══ Kaynak ══

Emsal Mahkeme Kararı İstanbul 16. Asliye Ticaret Mahkemesi 2018/525 E. 2018/1026 K. 20.11.2018 T.

Görüntülediğiniz mahkeme kararı kesinleşmiş bir karardır.

T.C.
İSTANBUL
16. ASLİYE TİCARET MAHKEMESİ

ESAS NO : 2018/525
KARAR NO : 2018/1026

DAVA : Alacak
DAVA TARİHİ : 05/06/2018
KARAR TARİHİ : 20/11/2018

Mahkememizde görülmekte olan Alacak davasının yapılan açık yargılaması sonunda,
GEREĞİ DÜŞÜNÜLDÜ:
Davacı vekili dava dilekçesinde özetle; Müvekkil banka şirketin … isimli teknesinin… tersanesinde karada iken motor ile deniz suyu sistemlerinin bakımını yaptığını, bu iş sırasında müvekkilin yanında SSK’lı çalışan babası …’da işlemler sırasında yer aldığını, yapılan işlerin 13.469,07-TL bedelli fatura kesilip davalıya tebliğ ettiğini, ancak iş yapım sürecinde müvekkile 20/04/2018 tarihinde 2.000,00-TL ve 27/04/2018 tarihinde 3.000,00-TL olmak üzere toplam 5.000,00-TL ödeyen davalı, her nasılsa faturayı tebliğ aldıktan sonra müvekkile çetiği ihtarname ile dava konusu işin 2.500,00-TL’ye anlaşıldığını ve yapılan işin hatalı olduğunu ve faturayı kabul etmediğini, henüz faturası kesilmeden işin 5.000,00-TL’sini ödeyen davalının işin 2.500,00-TL’ye anlaşıldığını iddia etmesi manidar olduğu gibi yapılan işin hatalı olmadığı da yargılama sırasında ilgili tekne üzerinde yapılacak bilirkişi incelemesi ile ortaya çıkacağını, müvekkilin dava konusu iş nedeni ile bakiye kalan 8.469,07-TL alacağının dava tarihinden itibaren işleyecek yasal faizi ile davalıdan tahsili ile yargılama masrafı ve vekalet ücretinin davalıya yükletilmesine karar verilmesini talep ve dava etmiştir.
Dava, Alacak davasıdır.

═══

#### Yapılacak iş:
Yukarıdaki alacak davası kararını son cümlenin ardından sürdürün.

══ Veri içeriği ══

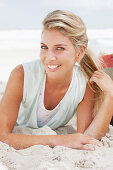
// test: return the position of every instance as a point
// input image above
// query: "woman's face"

═══

#### Alıştırma yanıtı:
Tüm dosya kapsamının bir bütün olarak değerlendirilmesi sonucunda; 6102 sayılı Türk Ticaret Kanununun, görev hususunu düzenleyen 5. maddesinin ikinci fıkrasında “(2) Bir yerde asliye ticaret mahkemesi varsa, asliye hukuk mahkemesinin görevi içinde bulunan ve 4’üncü madde hükmünce ticari sayılan davalarla özel hükümler uyarınca ticaret mahkemesinde görülecek diğer işlere asliye ticaret mahkemesinde bakılır. Bir yerde ticaret davalarına bakan birden çok asliye ticaret mahkemesi varsa, iş durumunun gerekli kıldığı yerlerde Hâkimler ve Savcılar Yüksek Kurulunca, asliye ticaret mahkemelerinden biri veya birkaçı münhasıran bu Kanundan ve diğer kanunlardan doğan deniz ticaretine ve deniz sigortalarına ilişkin hukuk davalarına bakmakla görevlendirilebilir.” hükmü getirilmiştir. HSYK’nın 20.07.2004 gün 370 sayılı kararı ile İstanbul İlinde Denizcilik İhtisas Mahkemesi kurulup, faaliyete geçmiştir. HSYK’nın 24.03.2005 gün 188 sayılı kararında Denizcilik İhtisas Mahkemesi kurulmayan yerlerde, ticaret mahkemesi bulunması halinde bir ticaret mahkemesi var ise, bu mahkemenin, birden fazla ticaret mahkemesi bulunan yerlerde 1 numaralı ticaret mahkemesinin görevli olacağı hususu karar altına alınmıştır.
Deniz alacağı, 6102 sayılı TTK’nın 1352/1. maddesinde; “Deniz alacağı; aşağıda sayılan hususların birinden veya birkaçından doğan istem anlamına gelir ” ve aynı maddenin 1-m bendinde ise; “Geminin yapımı, yeniden yapımı, onarımı, donatılması ya da geminin niteliğinde değişiklik yapılması” deniz alacağı olarak belirlenmiştir.
Somut olayda; Davacı taraf; davalıya ait teknenin onarımının yapıldığını, ancak onarım bedelinin kendisine ödenmediğinden bahisle eldeki alacak davasını açtığı anlaşılmıştır. Taraflar arasındaki uyuşmazlığın anılan madde uyarınca deniz alacağına ilişkin olduğu ve Denizlicilik İhstisas Mahkemesinin görev alanına girdiği ve davanın Denizcilik İhtisas Mahkemesinde görülmesi gerektiğinden, HMK’ nın 114/1-(c) ve HMK’ nın 115/2 md gereğince mahkememizin görevsizliği ile davanın usulden reddine karar verilmiş ve buna ilişkin aşağıdaki şekilde hüküm kurulmuştur.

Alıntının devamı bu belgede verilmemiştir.